[START MATERIAL TO PROCESS]

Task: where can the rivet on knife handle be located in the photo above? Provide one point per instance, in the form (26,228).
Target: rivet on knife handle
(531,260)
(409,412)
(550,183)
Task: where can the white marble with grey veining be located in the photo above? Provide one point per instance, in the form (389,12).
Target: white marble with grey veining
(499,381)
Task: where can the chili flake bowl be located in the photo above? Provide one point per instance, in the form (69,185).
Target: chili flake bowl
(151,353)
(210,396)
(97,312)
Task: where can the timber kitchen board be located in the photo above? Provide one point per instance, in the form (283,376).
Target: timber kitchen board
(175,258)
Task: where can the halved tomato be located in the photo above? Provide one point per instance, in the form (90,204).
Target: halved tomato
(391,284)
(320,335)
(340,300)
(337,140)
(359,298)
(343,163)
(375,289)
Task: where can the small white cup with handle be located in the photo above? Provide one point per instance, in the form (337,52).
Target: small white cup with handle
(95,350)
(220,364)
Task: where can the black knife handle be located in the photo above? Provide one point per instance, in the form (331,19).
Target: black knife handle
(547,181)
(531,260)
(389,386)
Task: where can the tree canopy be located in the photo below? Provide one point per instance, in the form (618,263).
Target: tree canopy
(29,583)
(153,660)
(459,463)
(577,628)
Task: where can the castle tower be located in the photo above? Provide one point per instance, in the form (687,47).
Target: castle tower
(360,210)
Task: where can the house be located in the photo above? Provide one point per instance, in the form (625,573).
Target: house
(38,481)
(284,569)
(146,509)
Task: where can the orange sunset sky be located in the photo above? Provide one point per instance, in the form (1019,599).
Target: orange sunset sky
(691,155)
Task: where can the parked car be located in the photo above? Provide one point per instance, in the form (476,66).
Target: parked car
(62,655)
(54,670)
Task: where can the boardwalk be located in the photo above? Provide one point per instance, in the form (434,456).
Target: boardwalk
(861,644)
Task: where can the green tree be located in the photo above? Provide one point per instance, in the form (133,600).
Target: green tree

[END MATERIAL TO PROCESS]

Write the entries again, exactly as they stand.

Task: where can the rivet on knife handle be located in the photo above? Provide one point per instance, in the form (26,228).
Target: rivet on knife handle
(531,260)
(409,412)
(550,183)
Task: where can the white marble with grey veining be located in the photo above? Provide one point per instance, in the form (389,12).
Target: white marble with grey veining
(499,381)
Task: where can the chili flake bowl be located in the photo above? Provide one point per instance, in the form (69,185).
Target: chili flake bowl
(151,353)
(210,396)
(97,312)
Task: where can the timber kitchen board be located in the photo above? Provide one point per instance, in the form (283,376).
Target: timber kitchen board
(175,258)
Task: where can the halved tomato be located in the photo above? Provide one point per instance, in the form (90,204).
Target: halved tomato
(391,284)
(320,335)
(340,300)
(337,140)
(359,298)
(343,163)
(375,289)
Task: where can the small white cup with handle be located in the photo above? Provide one point per instance, in the form (337,52).
Target: small white cup with handle
(95,350)
(220,364)
Task: where can the black knife handle be located in the photo above? Provide one point per instance, in the form (331,19).
Target: black knife handle
(547,181)
(531,260)
(389,386)
Task: where can the tree canopy be located in the photo below? Provide one point per instance, in the form (618,263).
Target: tree canopy
(29,583)
(153,660)
(459,463)
(577,628)
Task: where can the castle tower be located in the photo above? Provide one point per instance, in the form (687,47).
Target: castle tower
(360,210)
Task: where can the house be located in the photo above? Provide one point per instance, in the form (625,573).
Target: house
(38,481)
(284,569)
(146,509)
Task: where can the orange sunset sky be located in the photo above? Provide one point per instance, in the form (1019,599).
Target: orange sunset sky
(691,155)
Task: where can the parked car be located in the photo above? Provide one point per instance, in the form (476,66).
Target: parked car
(62,655)
(54,670)
Task: where can the boardwalk be located in the photo above? Provide one point per instance, in the form (434,456).
Target: boardwalk
(861,644)
Task: where can the green tree be located in the photo above? Provide one point per instance, in the form (133,600).
Target: green tree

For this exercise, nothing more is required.